> _Data provided_:
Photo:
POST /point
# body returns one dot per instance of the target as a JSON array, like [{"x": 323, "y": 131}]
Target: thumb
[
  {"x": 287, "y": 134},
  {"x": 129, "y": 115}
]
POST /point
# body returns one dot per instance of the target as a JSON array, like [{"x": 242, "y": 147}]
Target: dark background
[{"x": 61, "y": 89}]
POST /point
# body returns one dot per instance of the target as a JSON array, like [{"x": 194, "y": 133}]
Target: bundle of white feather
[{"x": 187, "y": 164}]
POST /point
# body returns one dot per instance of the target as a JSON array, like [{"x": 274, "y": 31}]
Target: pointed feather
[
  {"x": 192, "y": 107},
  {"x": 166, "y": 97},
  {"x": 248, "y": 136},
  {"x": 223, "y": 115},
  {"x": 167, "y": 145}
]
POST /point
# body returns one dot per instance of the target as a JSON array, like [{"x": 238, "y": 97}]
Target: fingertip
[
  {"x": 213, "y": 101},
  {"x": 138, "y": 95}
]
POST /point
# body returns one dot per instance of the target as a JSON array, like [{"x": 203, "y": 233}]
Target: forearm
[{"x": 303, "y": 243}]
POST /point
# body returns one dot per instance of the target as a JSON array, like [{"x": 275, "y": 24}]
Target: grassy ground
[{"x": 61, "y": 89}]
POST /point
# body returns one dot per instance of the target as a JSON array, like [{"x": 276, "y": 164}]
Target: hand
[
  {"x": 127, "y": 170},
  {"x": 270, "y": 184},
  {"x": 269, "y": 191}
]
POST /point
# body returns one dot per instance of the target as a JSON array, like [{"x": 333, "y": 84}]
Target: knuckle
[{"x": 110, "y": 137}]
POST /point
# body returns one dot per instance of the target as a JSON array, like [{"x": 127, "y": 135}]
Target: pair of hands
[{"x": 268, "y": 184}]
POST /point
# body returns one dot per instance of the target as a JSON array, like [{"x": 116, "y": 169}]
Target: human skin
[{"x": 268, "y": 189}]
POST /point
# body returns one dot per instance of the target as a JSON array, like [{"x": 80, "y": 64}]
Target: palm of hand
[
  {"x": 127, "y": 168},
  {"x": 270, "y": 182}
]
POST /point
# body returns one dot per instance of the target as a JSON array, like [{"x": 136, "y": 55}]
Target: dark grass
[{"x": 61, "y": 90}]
* * *
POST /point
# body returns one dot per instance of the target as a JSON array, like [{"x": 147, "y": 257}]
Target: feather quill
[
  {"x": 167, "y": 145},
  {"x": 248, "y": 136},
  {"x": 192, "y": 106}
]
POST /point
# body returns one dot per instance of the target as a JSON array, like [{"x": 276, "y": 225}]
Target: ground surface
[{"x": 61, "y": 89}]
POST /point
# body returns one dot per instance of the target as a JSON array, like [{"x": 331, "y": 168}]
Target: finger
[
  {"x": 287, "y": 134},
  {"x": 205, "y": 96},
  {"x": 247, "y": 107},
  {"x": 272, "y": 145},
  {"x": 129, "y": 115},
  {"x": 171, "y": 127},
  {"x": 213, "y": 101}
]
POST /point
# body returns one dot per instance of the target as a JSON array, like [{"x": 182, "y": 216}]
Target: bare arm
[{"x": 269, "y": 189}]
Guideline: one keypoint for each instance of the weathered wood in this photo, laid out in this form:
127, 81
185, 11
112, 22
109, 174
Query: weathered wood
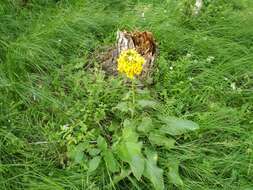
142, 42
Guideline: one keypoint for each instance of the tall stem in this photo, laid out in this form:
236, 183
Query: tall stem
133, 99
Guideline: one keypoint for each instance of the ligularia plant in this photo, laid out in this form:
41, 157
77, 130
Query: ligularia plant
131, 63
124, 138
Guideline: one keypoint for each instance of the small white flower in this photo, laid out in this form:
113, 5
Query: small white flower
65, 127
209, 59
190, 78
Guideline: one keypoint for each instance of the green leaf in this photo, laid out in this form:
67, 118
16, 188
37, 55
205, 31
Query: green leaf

> _Your assignment_: Filter the listing above down to the lines that contain the word "laid".

> _Solved exercise_:
Guideline: one keypoint for each instance of the weathered wood in this photo, laid out in this form:
Guideline: one keypoint for each instance of the tall stem in this photo, laid out in this form:
Guideline: one keypoint for each instance of the ligularia plant in this photo, laid out in this form:
Guideline: one keypoint for each instance of the small white flower in this photo, laid out in this form:
Guideline: one keypoint for each instance of the green leaf in this photo, laid out in this form:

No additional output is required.